> **THE DATA**
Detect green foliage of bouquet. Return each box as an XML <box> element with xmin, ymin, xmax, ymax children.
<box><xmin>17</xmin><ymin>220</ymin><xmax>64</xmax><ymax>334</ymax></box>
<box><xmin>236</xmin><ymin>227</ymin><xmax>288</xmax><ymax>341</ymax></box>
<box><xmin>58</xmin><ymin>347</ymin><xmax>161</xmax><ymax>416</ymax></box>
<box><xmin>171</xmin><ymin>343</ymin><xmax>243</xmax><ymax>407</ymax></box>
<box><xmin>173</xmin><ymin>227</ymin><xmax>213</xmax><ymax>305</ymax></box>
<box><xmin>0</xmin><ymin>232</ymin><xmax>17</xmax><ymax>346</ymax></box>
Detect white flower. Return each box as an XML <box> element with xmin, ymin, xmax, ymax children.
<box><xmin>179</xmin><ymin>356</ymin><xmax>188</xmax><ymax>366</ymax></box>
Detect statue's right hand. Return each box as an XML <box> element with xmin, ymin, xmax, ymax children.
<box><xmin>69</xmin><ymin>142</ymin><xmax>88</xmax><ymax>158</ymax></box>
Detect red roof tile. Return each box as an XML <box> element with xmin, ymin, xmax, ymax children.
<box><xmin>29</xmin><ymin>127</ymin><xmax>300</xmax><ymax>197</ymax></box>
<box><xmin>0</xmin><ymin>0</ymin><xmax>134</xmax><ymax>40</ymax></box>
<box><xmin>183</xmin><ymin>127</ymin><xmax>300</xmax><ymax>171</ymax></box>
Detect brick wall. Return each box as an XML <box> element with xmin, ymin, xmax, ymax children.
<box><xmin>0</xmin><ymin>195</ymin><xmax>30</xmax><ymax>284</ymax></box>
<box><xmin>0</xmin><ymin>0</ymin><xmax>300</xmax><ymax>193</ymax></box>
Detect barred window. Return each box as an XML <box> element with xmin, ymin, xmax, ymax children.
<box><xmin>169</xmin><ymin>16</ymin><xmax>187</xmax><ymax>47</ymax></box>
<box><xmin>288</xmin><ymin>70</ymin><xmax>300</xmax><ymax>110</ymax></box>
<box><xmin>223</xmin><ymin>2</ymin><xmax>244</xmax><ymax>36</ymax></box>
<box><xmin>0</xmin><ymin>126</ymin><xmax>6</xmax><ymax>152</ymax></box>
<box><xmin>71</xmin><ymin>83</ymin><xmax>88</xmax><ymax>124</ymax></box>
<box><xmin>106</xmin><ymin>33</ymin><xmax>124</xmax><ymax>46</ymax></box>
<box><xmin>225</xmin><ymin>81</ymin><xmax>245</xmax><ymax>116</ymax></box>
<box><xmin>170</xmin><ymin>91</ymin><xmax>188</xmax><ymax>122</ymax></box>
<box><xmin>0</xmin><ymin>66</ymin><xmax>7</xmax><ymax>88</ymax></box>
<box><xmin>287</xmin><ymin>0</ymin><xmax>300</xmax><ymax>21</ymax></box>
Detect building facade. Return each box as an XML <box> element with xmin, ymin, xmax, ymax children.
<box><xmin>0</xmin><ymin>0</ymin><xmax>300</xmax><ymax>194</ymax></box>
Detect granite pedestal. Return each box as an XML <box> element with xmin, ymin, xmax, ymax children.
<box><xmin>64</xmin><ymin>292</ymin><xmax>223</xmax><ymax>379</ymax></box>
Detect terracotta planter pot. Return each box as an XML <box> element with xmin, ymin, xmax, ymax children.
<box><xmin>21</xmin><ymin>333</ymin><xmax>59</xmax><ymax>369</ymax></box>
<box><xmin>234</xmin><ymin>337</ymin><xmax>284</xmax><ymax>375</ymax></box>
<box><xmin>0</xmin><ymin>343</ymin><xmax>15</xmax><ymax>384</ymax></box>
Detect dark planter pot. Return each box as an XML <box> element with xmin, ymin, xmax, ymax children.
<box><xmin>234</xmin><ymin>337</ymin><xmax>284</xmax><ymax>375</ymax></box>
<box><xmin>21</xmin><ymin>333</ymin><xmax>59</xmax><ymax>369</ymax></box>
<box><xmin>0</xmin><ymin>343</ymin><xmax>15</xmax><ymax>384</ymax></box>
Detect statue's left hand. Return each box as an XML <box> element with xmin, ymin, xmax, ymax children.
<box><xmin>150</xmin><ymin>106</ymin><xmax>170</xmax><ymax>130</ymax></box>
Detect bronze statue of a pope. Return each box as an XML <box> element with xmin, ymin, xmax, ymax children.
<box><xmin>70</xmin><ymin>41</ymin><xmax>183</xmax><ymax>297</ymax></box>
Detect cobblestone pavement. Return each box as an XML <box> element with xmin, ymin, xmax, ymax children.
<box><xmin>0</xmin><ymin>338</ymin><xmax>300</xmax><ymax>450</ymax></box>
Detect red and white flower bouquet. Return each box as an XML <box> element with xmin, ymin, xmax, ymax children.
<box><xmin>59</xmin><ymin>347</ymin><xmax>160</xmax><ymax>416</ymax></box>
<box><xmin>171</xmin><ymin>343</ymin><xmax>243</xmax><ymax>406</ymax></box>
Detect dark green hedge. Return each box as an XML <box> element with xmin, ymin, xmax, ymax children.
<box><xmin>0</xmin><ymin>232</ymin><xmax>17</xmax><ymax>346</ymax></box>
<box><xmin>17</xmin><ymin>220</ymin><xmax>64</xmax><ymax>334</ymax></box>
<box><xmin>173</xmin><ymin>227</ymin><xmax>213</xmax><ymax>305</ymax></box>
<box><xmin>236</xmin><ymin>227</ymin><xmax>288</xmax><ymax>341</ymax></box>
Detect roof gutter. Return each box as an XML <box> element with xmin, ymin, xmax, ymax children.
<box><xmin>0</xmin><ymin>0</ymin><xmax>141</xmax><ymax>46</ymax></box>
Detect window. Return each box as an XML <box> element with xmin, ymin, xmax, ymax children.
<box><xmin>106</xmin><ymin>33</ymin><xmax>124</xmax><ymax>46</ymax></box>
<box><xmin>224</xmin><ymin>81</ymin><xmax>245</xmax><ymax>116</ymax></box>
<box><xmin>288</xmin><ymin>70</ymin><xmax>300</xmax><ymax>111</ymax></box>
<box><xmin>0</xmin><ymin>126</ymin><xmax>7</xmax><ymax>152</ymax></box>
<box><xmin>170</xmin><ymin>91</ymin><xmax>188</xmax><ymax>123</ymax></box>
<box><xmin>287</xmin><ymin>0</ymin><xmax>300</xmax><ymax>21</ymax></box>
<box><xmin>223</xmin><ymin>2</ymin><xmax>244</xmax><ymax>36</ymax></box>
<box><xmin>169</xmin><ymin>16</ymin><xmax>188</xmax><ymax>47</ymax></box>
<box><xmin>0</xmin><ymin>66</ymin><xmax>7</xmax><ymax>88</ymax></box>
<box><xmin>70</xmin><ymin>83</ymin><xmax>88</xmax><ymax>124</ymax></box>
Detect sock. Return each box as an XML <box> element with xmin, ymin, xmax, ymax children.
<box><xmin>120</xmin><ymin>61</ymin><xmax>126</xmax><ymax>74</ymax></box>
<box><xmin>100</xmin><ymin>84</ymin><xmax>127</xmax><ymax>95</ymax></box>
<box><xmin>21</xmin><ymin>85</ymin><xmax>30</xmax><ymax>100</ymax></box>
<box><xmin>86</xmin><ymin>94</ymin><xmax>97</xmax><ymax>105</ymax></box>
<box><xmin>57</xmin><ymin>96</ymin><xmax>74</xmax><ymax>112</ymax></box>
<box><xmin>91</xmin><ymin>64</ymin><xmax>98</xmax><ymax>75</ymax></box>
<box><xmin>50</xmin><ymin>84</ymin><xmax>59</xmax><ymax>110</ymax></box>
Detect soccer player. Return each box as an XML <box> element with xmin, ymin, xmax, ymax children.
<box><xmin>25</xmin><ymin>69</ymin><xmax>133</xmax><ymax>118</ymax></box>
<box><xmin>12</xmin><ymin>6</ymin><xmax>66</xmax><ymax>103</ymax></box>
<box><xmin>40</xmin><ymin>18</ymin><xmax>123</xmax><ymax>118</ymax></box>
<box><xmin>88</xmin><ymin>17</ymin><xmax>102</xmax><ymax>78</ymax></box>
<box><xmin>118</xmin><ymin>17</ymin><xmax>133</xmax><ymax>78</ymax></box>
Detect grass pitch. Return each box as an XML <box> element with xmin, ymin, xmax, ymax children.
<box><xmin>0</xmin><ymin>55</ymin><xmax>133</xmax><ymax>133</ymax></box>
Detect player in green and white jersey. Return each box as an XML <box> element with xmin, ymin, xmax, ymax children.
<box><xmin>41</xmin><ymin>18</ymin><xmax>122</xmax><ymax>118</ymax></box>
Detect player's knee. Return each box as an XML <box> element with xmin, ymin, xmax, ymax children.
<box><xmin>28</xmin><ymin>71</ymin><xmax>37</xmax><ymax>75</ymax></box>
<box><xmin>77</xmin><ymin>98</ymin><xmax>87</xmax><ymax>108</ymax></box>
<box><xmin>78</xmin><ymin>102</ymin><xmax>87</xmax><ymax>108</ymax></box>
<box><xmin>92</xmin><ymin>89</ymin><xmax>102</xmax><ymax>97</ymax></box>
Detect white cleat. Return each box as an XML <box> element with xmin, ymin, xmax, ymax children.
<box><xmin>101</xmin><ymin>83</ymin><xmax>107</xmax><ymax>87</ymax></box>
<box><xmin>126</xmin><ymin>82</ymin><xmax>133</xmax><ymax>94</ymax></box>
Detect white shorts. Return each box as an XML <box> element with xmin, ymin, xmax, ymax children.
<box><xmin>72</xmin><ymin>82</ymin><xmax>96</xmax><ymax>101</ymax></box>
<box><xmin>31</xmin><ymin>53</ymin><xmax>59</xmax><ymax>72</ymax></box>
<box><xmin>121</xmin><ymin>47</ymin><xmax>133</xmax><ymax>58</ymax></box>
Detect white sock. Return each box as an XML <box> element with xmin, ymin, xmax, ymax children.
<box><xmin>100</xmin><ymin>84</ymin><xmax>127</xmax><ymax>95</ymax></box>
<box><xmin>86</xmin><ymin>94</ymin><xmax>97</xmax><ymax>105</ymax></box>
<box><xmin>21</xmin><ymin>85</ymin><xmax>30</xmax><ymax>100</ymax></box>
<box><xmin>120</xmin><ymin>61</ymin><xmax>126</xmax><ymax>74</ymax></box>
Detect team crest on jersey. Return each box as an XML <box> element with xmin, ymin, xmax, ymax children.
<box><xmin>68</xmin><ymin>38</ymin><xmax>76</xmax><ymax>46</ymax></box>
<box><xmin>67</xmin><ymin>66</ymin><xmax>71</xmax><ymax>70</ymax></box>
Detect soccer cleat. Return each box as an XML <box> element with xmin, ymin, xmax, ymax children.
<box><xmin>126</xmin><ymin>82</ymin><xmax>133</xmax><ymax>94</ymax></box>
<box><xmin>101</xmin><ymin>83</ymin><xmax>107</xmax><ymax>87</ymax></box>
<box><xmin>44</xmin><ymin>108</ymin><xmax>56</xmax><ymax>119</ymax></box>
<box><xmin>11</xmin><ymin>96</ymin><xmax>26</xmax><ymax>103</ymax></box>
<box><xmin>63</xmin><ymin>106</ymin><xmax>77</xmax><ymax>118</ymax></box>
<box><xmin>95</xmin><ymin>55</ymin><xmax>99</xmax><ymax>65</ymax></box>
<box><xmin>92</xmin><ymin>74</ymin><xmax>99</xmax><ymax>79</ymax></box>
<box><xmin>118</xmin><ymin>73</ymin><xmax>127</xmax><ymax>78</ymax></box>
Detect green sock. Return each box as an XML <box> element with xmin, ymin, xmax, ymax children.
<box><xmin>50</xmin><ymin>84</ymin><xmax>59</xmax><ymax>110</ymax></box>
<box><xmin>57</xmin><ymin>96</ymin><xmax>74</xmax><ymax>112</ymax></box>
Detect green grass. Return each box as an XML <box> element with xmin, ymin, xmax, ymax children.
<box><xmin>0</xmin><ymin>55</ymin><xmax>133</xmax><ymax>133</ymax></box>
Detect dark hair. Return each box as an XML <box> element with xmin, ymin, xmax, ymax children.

> **YOUR OBJECTIVE**
Collect every line of the data above that contains the word "sock", copying each one in full.

> **TASK SOLUTION**
Detect sock. Return each box as an XML <box> element with xmin, ymin, xmax, ymax children.
Detect white sock. Return each box as an XML <box> element with xmin, ymin, xmax, ymax children.
Detect green sock. Return each box as an XML <box> element with xmin, ymin, xmax, ymax children.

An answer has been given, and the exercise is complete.